▸ **Problem to solve**
Locate every line in the records that contains the string "flower" and copy each one out in full. Treat the match as case-sensitive.

▸ **Dataset content**
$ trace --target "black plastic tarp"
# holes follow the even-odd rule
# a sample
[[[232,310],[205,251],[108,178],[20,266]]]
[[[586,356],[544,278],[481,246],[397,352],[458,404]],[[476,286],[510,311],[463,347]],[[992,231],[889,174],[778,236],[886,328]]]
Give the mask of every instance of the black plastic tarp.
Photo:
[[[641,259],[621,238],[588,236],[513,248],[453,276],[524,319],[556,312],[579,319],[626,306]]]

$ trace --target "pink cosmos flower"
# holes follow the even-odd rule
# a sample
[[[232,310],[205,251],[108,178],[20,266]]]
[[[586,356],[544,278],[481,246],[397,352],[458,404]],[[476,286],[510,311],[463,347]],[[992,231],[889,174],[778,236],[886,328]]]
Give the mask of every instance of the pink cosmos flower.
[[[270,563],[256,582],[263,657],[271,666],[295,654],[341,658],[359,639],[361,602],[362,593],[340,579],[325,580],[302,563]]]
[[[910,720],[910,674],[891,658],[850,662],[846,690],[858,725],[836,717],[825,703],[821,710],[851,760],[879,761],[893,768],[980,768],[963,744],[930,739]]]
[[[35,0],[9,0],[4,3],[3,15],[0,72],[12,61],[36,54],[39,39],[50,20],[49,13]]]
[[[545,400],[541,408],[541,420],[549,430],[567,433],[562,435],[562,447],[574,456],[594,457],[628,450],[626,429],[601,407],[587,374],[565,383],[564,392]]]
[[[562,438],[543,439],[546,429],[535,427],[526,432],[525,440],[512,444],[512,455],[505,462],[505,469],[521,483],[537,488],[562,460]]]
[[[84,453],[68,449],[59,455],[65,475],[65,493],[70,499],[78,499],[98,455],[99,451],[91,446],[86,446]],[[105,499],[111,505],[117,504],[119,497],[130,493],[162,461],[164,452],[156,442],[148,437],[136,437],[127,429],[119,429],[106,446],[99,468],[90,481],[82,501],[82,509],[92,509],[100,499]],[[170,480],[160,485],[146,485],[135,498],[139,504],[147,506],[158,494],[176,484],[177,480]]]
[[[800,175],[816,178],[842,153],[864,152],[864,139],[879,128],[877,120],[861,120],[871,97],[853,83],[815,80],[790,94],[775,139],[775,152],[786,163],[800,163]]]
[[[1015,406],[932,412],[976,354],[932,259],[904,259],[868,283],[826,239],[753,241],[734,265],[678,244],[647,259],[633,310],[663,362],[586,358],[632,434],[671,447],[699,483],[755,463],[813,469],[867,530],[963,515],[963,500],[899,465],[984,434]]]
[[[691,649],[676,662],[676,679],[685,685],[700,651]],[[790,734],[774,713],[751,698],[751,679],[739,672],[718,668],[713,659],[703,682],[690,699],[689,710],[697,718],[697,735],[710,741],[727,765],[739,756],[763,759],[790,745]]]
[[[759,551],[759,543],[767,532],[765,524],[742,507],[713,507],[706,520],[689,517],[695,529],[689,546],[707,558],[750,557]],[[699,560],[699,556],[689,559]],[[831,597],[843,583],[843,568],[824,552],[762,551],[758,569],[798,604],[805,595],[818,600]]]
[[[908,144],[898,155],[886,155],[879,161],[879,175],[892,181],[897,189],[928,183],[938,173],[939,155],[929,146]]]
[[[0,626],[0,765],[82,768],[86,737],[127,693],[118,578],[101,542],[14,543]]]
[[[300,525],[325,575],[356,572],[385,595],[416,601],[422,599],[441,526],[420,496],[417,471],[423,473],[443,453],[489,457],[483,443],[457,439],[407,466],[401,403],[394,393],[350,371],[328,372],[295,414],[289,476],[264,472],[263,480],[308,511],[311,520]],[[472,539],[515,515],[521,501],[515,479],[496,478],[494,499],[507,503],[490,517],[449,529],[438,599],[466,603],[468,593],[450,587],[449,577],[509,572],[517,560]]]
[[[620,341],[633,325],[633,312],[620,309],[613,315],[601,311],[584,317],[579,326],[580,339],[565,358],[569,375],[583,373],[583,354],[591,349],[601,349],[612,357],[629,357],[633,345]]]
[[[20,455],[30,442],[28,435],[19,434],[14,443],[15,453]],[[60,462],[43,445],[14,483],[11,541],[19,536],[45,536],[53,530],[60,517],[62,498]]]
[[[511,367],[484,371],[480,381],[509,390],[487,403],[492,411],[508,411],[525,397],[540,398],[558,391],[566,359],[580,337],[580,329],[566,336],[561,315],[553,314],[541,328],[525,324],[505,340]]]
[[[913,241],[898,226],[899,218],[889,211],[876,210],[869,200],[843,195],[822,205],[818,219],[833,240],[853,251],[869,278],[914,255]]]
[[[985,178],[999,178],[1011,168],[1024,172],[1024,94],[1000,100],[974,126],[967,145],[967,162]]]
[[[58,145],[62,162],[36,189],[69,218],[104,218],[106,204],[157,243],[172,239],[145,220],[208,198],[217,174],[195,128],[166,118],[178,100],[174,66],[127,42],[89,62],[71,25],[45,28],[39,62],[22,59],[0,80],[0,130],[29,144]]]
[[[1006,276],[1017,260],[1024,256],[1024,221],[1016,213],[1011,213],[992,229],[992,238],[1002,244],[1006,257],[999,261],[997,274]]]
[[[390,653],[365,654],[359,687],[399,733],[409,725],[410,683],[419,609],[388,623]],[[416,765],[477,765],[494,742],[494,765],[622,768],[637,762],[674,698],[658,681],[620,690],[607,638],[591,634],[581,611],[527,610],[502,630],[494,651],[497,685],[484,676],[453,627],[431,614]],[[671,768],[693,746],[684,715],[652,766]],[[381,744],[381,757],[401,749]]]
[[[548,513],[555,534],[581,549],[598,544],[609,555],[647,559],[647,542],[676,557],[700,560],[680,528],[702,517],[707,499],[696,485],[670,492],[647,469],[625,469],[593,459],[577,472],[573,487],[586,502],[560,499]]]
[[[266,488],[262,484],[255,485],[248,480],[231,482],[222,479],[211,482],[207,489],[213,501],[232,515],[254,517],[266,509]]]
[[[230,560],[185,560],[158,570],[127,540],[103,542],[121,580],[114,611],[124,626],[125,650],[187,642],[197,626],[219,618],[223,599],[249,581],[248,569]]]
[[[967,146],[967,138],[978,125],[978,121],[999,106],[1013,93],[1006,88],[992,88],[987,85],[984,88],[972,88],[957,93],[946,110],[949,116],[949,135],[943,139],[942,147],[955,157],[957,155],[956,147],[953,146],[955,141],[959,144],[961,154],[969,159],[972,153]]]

▸ **Worked answer**
$ trace --target "pink cosmos flower"
Give the mask of every instance of the pink cosmos flower.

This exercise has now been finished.